#### [Records shown]
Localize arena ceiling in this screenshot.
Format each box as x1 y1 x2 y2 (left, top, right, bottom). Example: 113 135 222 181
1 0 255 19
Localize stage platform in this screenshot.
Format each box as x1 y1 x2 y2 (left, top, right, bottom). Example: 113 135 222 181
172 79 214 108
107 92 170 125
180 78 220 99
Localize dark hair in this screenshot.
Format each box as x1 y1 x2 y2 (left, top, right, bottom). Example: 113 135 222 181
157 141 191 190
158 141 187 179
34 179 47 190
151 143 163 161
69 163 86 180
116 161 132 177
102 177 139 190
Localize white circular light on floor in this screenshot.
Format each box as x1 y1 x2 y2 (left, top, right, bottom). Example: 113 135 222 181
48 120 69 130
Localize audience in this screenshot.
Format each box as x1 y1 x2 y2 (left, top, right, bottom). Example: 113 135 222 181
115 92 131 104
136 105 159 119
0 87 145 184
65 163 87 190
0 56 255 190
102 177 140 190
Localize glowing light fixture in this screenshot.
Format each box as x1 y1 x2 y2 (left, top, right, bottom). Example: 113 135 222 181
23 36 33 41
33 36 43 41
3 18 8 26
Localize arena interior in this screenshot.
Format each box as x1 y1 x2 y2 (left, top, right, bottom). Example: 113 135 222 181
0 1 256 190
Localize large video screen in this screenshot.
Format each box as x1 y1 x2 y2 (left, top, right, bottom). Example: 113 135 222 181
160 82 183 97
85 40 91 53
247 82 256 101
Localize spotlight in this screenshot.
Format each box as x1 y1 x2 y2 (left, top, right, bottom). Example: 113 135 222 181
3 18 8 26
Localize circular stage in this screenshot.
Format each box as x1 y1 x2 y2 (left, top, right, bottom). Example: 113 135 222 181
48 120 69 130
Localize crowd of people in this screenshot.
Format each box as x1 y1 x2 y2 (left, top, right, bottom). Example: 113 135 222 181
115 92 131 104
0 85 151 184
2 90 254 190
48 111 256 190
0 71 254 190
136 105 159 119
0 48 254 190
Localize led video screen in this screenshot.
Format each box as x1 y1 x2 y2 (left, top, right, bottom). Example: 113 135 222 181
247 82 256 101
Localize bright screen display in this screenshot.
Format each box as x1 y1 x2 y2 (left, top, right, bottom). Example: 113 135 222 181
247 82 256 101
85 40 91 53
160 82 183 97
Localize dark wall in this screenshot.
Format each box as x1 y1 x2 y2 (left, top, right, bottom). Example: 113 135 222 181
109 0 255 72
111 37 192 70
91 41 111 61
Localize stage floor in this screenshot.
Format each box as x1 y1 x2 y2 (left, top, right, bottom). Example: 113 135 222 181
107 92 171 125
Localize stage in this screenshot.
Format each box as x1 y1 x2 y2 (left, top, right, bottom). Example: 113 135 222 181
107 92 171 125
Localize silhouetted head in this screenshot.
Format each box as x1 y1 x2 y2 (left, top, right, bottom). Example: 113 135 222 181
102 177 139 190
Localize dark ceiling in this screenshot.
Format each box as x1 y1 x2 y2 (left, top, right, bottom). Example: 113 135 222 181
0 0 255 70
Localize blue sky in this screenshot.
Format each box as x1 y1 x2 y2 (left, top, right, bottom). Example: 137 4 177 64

#### [Problem description]
Filter the records above for lines with "video".

#### [Expected answer]
Localize large video screen in this screenshot.
Localize led video screen in this screenshot.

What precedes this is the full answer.